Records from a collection
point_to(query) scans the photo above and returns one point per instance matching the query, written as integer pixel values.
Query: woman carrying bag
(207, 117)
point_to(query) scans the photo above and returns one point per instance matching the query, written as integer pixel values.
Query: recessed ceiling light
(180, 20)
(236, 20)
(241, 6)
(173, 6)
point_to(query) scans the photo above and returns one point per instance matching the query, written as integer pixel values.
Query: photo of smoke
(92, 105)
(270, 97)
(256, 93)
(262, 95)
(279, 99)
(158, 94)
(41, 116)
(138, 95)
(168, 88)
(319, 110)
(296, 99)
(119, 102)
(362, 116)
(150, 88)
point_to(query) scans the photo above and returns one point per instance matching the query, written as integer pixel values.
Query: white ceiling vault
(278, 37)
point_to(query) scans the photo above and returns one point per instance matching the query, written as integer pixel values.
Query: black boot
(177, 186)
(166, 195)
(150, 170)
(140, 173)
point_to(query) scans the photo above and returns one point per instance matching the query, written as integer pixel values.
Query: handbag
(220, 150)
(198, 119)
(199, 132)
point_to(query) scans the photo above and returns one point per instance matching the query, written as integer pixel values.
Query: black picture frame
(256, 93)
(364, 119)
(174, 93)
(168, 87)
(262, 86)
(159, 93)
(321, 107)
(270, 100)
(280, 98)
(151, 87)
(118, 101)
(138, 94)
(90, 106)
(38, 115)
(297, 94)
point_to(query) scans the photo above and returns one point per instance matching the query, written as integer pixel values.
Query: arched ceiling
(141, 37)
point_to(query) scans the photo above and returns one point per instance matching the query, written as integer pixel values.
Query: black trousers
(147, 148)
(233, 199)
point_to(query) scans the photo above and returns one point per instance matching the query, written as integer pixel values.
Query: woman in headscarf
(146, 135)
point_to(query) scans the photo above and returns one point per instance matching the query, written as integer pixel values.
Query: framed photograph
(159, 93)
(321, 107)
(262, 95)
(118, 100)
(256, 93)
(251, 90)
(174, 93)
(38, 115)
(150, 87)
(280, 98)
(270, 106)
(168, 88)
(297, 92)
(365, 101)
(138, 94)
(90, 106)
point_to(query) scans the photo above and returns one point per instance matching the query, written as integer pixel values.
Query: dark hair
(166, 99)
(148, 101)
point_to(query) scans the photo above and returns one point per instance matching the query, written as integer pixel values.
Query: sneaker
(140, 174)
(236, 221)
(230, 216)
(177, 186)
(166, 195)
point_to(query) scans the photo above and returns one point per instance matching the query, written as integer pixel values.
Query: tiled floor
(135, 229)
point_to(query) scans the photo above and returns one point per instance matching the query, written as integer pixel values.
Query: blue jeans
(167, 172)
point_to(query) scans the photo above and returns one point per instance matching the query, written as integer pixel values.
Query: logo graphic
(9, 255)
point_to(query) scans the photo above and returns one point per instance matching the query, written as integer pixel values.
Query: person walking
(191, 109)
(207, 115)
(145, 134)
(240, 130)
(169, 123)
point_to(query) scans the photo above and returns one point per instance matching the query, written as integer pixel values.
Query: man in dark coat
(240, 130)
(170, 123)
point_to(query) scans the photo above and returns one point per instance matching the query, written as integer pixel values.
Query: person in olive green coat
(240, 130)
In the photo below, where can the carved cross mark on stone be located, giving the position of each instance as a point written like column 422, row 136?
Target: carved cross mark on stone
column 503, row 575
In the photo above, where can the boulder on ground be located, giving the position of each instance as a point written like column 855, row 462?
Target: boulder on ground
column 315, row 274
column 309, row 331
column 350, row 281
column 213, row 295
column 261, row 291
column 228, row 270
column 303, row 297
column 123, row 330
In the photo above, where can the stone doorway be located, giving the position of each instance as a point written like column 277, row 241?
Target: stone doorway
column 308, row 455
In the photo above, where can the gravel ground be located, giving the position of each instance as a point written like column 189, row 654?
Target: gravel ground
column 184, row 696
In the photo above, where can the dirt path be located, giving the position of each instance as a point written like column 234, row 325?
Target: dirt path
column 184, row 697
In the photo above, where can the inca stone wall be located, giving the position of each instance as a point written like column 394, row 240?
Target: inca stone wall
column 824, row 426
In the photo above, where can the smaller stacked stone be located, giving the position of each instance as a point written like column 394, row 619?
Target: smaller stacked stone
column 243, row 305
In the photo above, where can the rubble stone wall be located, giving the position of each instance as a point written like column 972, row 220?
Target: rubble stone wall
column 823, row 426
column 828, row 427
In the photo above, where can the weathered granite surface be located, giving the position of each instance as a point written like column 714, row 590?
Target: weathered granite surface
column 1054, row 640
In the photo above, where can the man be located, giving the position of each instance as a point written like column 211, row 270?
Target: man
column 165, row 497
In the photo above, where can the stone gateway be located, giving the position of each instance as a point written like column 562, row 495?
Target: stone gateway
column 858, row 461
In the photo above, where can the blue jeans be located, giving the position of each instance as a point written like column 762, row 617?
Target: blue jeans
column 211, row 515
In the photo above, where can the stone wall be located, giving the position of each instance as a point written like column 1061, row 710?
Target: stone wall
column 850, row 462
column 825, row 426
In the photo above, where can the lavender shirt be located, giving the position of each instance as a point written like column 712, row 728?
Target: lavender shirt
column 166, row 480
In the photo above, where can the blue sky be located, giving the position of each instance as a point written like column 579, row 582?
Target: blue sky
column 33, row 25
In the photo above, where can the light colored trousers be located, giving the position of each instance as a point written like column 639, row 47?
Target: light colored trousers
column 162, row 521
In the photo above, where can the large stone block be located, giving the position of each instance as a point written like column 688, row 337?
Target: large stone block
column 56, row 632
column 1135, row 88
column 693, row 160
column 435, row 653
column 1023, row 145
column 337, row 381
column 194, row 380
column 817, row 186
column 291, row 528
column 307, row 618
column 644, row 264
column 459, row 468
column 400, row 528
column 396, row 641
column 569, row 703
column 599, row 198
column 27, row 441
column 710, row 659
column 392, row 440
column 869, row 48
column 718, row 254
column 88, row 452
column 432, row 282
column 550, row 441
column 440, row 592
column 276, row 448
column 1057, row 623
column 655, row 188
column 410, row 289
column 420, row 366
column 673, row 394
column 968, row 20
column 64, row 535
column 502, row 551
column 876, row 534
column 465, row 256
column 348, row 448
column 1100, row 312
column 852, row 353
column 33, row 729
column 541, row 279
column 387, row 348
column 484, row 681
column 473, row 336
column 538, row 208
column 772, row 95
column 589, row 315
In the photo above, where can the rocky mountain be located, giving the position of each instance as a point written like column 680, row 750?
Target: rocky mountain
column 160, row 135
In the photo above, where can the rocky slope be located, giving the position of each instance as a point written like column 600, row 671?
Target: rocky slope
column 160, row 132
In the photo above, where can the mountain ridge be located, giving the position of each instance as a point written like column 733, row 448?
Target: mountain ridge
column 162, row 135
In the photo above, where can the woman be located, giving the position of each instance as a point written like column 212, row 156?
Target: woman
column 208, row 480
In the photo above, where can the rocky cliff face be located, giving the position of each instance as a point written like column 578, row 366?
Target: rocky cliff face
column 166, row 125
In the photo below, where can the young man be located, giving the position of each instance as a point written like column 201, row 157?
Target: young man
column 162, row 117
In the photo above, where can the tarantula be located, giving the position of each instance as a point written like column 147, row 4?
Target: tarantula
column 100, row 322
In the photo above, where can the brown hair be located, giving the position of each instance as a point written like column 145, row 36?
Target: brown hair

» **What you will do**: Every line above should be written out again exactly as it stands.

» **Full response**:
point_to(query) scans the photo above and returns one point per instance matching the query, written as integer pixel values.
Query: woman carrying bag
(207, 117)
point_to(query) scans the photo above and returns one point per instance matching the query, written as integer pixel values.
Query: recessed ceiling light
(180, 20)
(236, 20)
(241, 6)
(173, 6)
point_to(query) scans the photo above and returns one point per instance matching the query, written as integer pixel values.
Query: photo of smoke
(92, 105)
(270, 97)
(256, 93)
(262, 95)
(279, 99)
(158, 94)
(41, 116)
(138, 95)
(168, 88)
(319, 110)
(296, 99)
(119, 102)
(362, 116)
(150, 88)
point_to(query) scans the photo above and returns one point per instance matching the query, written as integer pixel values.
Query: white ceiling vault
(278, 37)
point_to(query) scans the photo above and returns one point per instance matching the query, written as integer pixel values.
Query: black boot
(177, 186)
(166, 195)
(150, 170)
(140, 173)
point_to(query) scans the photo above and returns one point per instance matching the query, written as integer pixel values.
Query: handbag
(220, 150)
(198, 119)
(199, 132)
point_to(query) scans the photo above and returns one point per instance matching the query, written as integer pixel values.
Query: black picture frame
(256, 93)
(364, 119)
(174, 93)
(168, 87)
(262, 86)
(159, 93)
(321, 107)
(270, 100)
(280, 98)
(151, 87)
(118, 101)
(138, 94)
(90, 106)
(38, 115)
(297, 94)
point_to(query) scans the photo above and returns one point per instance matching the query, written as integer pixel values.
Query: arched ceiling
(141, 37)
point_to(query) scans the photo above and returns one point per instance matching the query, written as integer pixel values.
Query: black trousers
(147, 148)
(233, 199)
point_to(query) scans the photo above and returns one point per instance matching the query, written as integer pixel values.
Query: woman in headscarf
(146, 135)
point_to(query) scans the photo above and returns one point per instance matching the query, written as integer pixel values.
Query: framed photograph
(159, 93)
(321, 107)
(262, 95)
(118, 100)
(256, 93)
(251, 90)
(174, 93)
(38, 115)
(150, 87)
(280, 98)
(270, 106)
(168, 88)
(297, 92)
(365, 101)
(138, 94)
(90, 106)
point_to(query) scans the photo above and returns one point per instance matching the query, written as integer pixel values.
Query: dark hair
(166, 99)
(148, 101)
point_to(query) scans the photo above and returns one point per instance matching the query, written as integer pixel values.
Query: sneaker
(140, 174)
(236, 221)
(230, 216)
(177, 186)
(166, 195)
point_to(query) scans the photo above and returns one point per instance matching the query, written as integer pixel values.
Query: tiled floor
(135, 229)
point_to(query) scans the photo above and returns one point per instance matching the query, written as integer pixel values.
Query: blue jeans
(167, 172)
point_to(query) scans the photo above and returns one point per instance matching the query, written as integer pixel values.
Query: logo graphic
(9, 255)
point_to(query) scans the photo above and returns one point per instance matching the query, written as integer pixel values.
Query: person walking
(191, 109)
(207, 115)
(145, 134)
(240, 130)
(169, 123)
point_to(query) scans the photo above and returns one point per instance matching the query, written as integer pixel values.
Query: man in dark coat
(240, 130)
(170, 123)
point_to(query) scans the photo above and returns one point per instance matching the query, written as integer pixel values.
Query: person in olive green coat
(240, 130)
In the photo below, where can the carved cross mark on stone be located, giving the position of each instance as a point written like column 422, row 136?
Target: carved cross mark on stone
column 503, row 575
In the photo above, where can the boulder on ground be located, giving the position of each instance as a point written like column 855, row 462?
Target: boulder on ground
column 315, row 274
column 309, row 331
column 350, row 281
column 213, row 295
column 261, row 291
column 228, row 270
column 303, row 297
column 123, row 330
In the photo above, where can the stone doorway be located, giving the position of each instance as a point written like column 277, row 241?
Target: stone doorway
column 308, row 455
In the photo above, where can the gravel ground be located, giving the position of each instance as a point written like column 189, row 654?
Target: gravel ground
column 184, row 696
In the photo above, where can the dirt path be located, giving the position of each instance as a point written like column 234, row 325?
Target: dirt path
column 184, row 697
In the photo above, where can the inca stone wall be located, giving the position of each instance as a point written like column 394, row 240?
Target: inca stone wall
column 824, row 426
In the photo above, where can the smaller stacked stone be located, giving the position of each instance as a point written like column 394, row 619?
Target: smaller stacked stone
column 243, row 305
In the photo above, where can the rubble stone wall be located, giving the position of each instance as a point written like column 972, row 220?
Target: rubble stone wall
column 823, row 426
column 828, row 427
In the photo above, where can the weathered granite surface be located, giving the position of each instance as a point written like column 714, row 590?
Target: weathered granite surface
column 1054, row 640
In the photo above, where can the man be located, giving the position of each instance as a point written like column 211, row 270?
Target: man
column 165, row 497
In the photo above, where can the stone gateway be located, giving the position of each instance as a point written like column 562, row 495?
Target: stone gateway
column 858, row 461
In the photo above, where can the blue jeans be located, giving the position of each instance as a point written like column 762, row 617?
Target: blue jeans
column 211, row 515
In the photo above, where can the stone wall be located, giving the position of each instance as a point written like column 1061, row 710?
Target: stone wall
column 850, row 462
column 825, row 426
In the photo above, where can the lavender shirt be located, giving the position of each instance as a point written like column 712, row 728?
Target: lavender shirt
column 166, row 480
In the photo above, where can the blue sky be located, giving the position of each instance as a point written like column 579, row 582?
Target: blue sky
column 33, row 25
In the photo above, where can the light colored trousers be located, giving the position of each instance as a point written like column 639, row 47?
Target: light colored trousers
column 162, row 521
In the photo above, where can the large stone block be located, giving the position of each instance as a point written like column 688, row 337?
Target: large stone block
column 56, row 632
column 1135, row 88
column 693, row 160
column 435, row 653
column 1023, row 145
column 337, row 381
column 194, row 380
column 817, row 186
column 291, row 528
column 307, row 618
column 644, row 264
column 459, row 468
column 400, row 528
column 396, row 641
column 569, row 703
column 599, row 198
column 27, row 441
column 710, row 659
column 392, row 440
column 869, row 48
column 718, row 254
column 88, row 452
column 432, row 282
column 550, row 441
column 440, row 592
column 276, row 448
column 1057, row 623
column 655, row 188
column 410, row 289
column 420, row 366
column 673, row 394
column 968, row 20
column 64, row 535
column 502, row 551
column 876, row 534
column 465, row 256
column 348, row 448
column 1100, row 312
column 852, row 353
column 33, row 729
column 541, row 279
column 387, row 348
column 484, row 681
column 473, row 336
column 538, row 208
column 772, row 95
column 589, row 315
In the photo above, where can the rocky mountain be located, giving the position of each instance as a point written like column 680, row 750?
Target: rocky mountain
column 160, row 135
In the photo above, where can the rocky slope be located, giving the position of each instance as a point written like column 600, row 671?
Target: rocky slope
column 160, row 132
In the photo above, where can the mountain ridge be located, giving the position of each instance as a point written like column 733, row 448?
Target: mountain ridge
column 162, row 135
In the photo above, where can the woman be located, giving the position of each instance as a point written like column 212, row 156?
Target: woman
column 208, row 480
In the photo above, where can the rocky cliff face be located, giving the position of each instance as a point written like column 578, row 366?
Target: rocky cliff face
column 166, row 125
In the photo below, where can the young man be located, giving the position of each instance as a point written like column 201, row 157?
Target: young man
column 162, row 117
In the photo above, where can the tarantula be located, giving the position of each instance as a point written like column 147, row 4?
Target: tarantula
column 100, row 322
In the photo above, where can the brown hair be located, giving the position of each instance as a point written like column 145, row 36?
Target: brown hair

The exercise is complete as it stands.